Extracted text:
--- START ---
Assault #5 on Main Street retailers

Covid-19 is the latest assault on the livelihood of “Main Street” (as opposed to Wall/Bay Street/Madison Avenue) retailers and local businesses. Main Street retailers, for me anyhow, are typically small and medium sized business as family operations meet the needs and aspirations of their local communities. They are oftentimes the element that makes living in any particular neighbourhood or community richer, and they are a vital contributor to the local business ecosystem. Pretty much all the sponsors of kids’ sports teams I played on – hockey, baseball, flag football, football – were local small businesses. Not a Wall/Bay Street sponsor to be seen anywhere.

I happen to live and work and play in a “15-minute neighbourhood”, one of those urban communities, in which there is a full and vital array of places to live, work, play and shop that are all within at most a 15-minute bike ride or about a 20-minute walk. I am concerned that Covid-19 may be the assault on Main Street businesses that finally breaks the will and the resilience of these local institutions. This last assault may prove to be just too much for them to survive or commit to attempt recovery.
--- END ---
Problem requirements: Please output the part of the text on Main Street retailers between "Assault #5 on" and "be seen anywhere.", inclusive, copied word for word.

Data shown:
--- START ---
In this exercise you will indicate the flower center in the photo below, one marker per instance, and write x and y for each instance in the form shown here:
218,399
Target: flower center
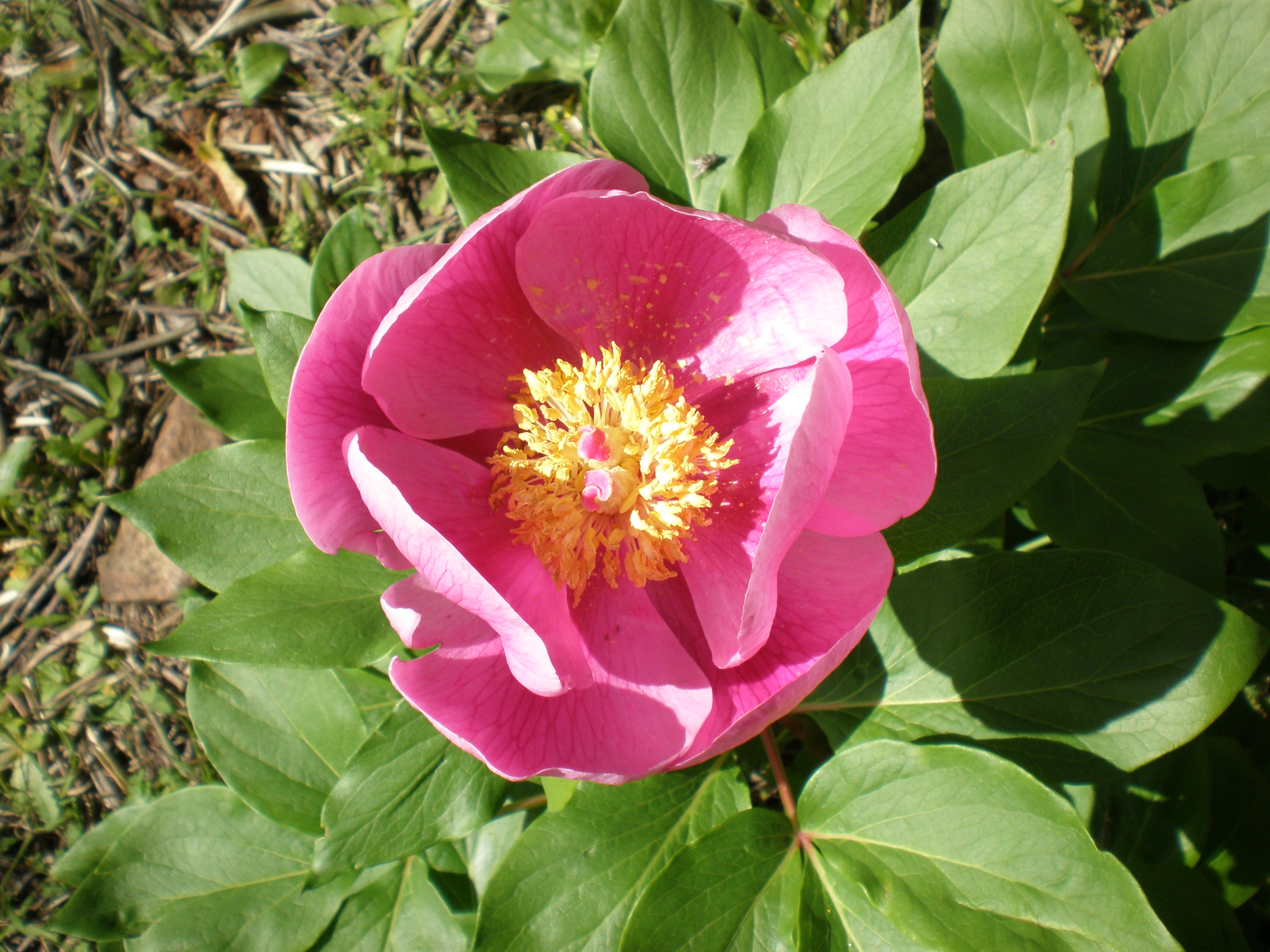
--- END ---
Exercise output:
Assault #5 on Main Street retailers

Covid-19 is the latest assault on the livelihood of “Main Street” (as opposed to Wall/Bay Street/Madison Avenue) retailers and local businesses. Main Street retailers, for me anyhow, are typically small and medium sized business as family operations meet the needs and aspirations of their local communities. They are oftentimes the element that makes living in any particular neighbourhood or community richer, and they are a vital contributor to the local business ecosystem. Pretty much all the sponsors of kids’ sports teams I played on – hockey, baseball, flag football, football – were local small businesses. Not a Wall/Bay Street sponsor to be seen anywhere.